▶ **Exercise instructions**
Print the listing below line for line without changing anything, and please leave the pictures out.

*** Records for the task

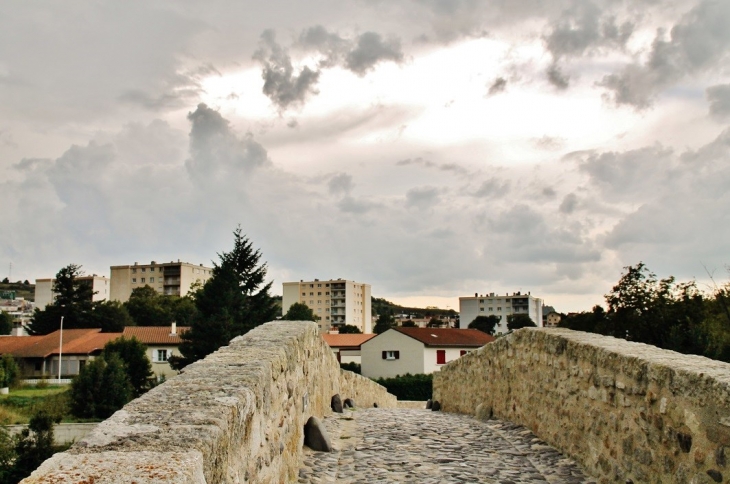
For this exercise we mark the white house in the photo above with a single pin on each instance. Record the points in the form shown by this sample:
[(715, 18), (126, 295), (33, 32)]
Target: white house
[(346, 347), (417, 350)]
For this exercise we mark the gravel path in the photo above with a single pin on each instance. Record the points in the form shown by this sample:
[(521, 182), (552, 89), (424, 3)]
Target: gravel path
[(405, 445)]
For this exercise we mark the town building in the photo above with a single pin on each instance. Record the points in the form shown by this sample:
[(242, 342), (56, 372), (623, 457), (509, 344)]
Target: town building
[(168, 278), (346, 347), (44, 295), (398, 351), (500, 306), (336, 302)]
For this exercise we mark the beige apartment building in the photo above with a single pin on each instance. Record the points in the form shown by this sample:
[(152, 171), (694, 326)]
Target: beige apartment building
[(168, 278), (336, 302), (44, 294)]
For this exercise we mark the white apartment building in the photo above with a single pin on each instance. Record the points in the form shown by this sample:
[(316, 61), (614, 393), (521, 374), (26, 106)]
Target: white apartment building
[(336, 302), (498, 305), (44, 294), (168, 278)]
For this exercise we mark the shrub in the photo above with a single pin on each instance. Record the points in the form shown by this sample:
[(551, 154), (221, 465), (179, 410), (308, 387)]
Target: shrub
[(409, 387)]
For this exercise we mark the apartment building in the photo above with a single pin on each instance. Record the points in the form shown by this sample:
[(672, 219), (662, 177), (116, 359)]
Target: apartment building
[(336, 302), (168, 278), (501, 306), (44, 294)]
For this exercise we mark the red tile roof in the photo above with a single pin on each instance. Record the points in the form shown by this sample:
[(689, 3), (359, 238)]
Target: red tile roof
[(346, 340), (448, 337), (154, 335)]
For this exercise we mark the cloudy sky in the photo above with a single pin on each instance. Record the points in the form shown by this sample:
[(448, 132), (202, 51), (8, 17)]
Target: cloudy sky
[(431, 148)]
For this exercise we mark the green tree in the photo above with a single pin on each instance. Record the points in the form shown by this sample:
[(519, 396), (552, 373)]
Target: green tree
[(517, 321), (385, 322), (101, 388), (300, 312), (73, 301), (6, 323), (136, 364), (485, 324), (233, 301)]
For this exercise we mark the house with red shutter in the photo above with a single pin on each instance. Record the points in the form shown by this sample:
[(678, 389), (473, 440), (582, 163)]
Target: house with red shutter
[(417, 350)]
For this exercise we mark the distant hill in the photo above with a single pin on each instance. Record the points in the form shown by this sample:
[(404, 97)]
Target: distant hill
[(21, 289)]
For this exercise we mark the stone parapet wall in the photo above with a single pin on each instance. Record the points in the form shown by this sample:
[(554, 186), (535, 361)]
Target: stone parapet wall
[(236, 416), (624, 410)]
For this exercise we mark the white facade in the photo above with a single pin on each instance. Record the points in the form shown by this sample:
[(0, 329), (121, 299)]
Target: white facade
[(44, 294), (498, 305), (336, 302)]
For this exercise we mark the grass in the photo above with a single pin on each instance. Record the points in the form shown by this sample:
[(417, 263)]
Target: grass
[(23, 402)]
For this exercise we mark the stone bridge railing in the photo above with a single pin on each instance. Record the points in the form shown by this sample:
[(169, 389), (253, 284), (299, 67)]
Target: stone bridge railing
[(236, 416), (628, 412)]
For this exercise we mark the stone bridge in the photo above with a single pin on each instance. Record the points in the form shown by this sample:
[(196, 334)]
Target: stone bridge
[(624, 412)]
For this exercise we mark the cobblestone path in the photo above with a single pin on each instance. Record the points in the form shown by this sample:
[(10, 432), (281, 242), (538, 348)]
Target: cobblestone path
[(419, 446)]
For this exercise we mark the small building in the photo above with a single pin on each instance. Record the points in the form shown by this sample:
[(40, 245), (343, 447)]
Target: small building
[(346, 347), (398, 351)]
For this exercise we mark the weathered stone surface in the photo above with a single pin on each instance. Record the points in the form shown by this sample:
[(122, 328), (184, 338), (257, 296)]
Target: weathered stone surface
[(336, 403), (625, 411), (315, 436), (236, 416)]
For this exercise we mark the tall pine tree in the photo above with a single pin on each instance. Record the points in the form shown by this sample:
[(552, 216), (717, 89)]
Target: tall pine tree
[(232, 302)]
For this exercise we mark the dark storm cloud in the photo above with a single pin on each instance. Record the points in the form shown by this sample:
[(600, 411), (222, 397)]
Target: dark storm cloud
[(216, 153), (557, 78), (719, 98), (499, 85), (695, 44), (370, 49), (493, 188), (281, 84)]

******

▶ **Solved exercise**
For this exercise we mark the white house in the photo above with a single pin on each instance. Record the points in the form shown by this sample:
[(715, 18), (126, 295), (33, 32)]
Target: white house
[(346, 347), (417, 350)]
For this exercise we mark the gravel path in the photo above with a single pin on each instance. Record the points in the form shown by this sample:
[(521, 182), (552, 89), (424, 3)]
Target: gravel path
[(405, 445)]
For this exercise we mark the town building in the photo above with a single pin on each instance. Record the points in the form shown by this sample:
[(242, 342), (56, 372), (623, 457), (509, 344)]
Target: town building
[(168, 278), (346, 347), (44, 295), (398, 351), (500, 306), (336, 302)]
For this exercise we mark the beige apartment building in the photo above with a single pin on each instance. Record the points in the form shown by this sample:
[(152, 171), (694, 326)]
Target: beige apartment building
[(168, 278), (336, 302), (44, 294)]
For this exercise we mark the white apartment building in the photo above with a single pin on each instance. Record the points in the form shown by this sample:
[(316, 61), (614, 393), (521, 374), (26, 106)]
Target: white apartment building
[(336, 302), (498, 305), (44, 294), (168, 278)]
For this exercise we mark the shrub in the photo above with a single pin on each instance. Record the points in the form shown by this sample:
[(551, 154), (221, 465), (179, 410), (308, 387)]
Target: shrub
[(409, 387)]
For this exercise we mark the apartment building in the photo above with a single pin on each instance. Record the points in the form shown by this sample:
[(672, 219), (662, 177), (116, 359)]
Target: apartment building
[(336, 302), (168, 278), (501, 306), (44, 294)]
For this exercise we mark the red tile roof in the photo above with a single pin on each instance. Record the points in the form shown by this sample:
[(689, 3), (359, 238)]
Target: red tile roof
[(346, 340), (448, 337), (154, 335)]
For this exercise we mark the cloudy sky in the photo above with a single pin on each instance. Record the points in the form shown by this sample:
[(448, 132), (202, 51), (8, 17)]
Target: cloudy sky
[(431, 148)]
For this exercise we mark the green tree in the photo above with a single pin on each instance. Record the points in the form shown by this sample:
[(519, 396), (552, 373)]
Target: green tree
[(517, 321), (385, 322), (101, 388), (300, 312), (73, 301), (6, 323), (136, 364), (485, 324), (233, 301)]
For this exercise we mark the house with red shutter in the photo above with a single pin on each instance. Record the points in the form shown by this sample:
[(678, 389), (473, 440), (582, 163)]
Target: house with red shutter
[(417, 350)]
For this exercise we mark the distant hill in the photo above with a single pin on each instance. Record the points in the form shown by this sample:
[(404, 97)]
Target: distant hill
[(21, 289)]
For this exercise we mark the stone parapet wall in the photo above with a single pin on each instance. Record the points in the form shown by this sample:
[(554, 186), (535, 361)]
Target: stone parapet wall
[(236, 416), (624, 410)]
For this exercise we mark the white facade in the photo above with a single pin on each instance. Record the points in the form shown by this sample:
[(0, 329), (121, 299)]
Target: white facade
[(44, 294), (498, 305), (336, 302)]
For this exercise we mark the grass in the photo above with a single pin on each instance. Record the points in the form shown by this sample:
[(417, 263)]
Target: grass
[(23, 402)]
For this exercise we mark the stone bridge railing in the photo above with a single pin on each instance. Record the points in the form shown by this sample:
[(169, 389), (253, 284), (299, 67)]
Target: stone bridge railing
[(236, 416), (628, 412)]
For this exercise we mark the stone bridge in the photo above with a single pin on each instance. Record the points in the form shown by this sample:
[(196, 334)]
Target: stone bridge
[(624, 412)]
For this exercise we mark the cobblestone path in the photo above with a single pin on each instance. Record the points in the form shown by this sample:
[(10, 432), (281, 242), (538, 348)]
Target: cobblestone path
[(419, 446)]
For this exercise we mark the small building in the photo above with a single pin on each instance. Record the points in the form shown by this sample:
[(40, 245), (343, 447)]
Target: small building
[(346, 347), (398, 351)]
For this exercise we mark the weathered stone surface in the photo above with a single pin on each instance. Record the points in the form shown by this sample:
[(122, 328), (184, 338), (257, 296)]
Target: weathered stone surface
[(336, 403), (625, 411), (315, 436), (236, 416)]
For this exercise we mark the tall pine tree in the photo above with a single pin on each instance. Record the points in the form shown by this sample:
[(552, 216), (717, 89)]
Target: tall pine tree
[(232, 302)]
For this exercise we mark the dark storm cloud in the photo above with a single pin on each instance. Record the points in the form shown by this sample:
[(600, 411), (222, 397)]
Target: dark storm cloud
[(216, 153), (557, 78), (719, 98), (499, 85), (695, 44), (370, 49), (493, 188), (281, 84)]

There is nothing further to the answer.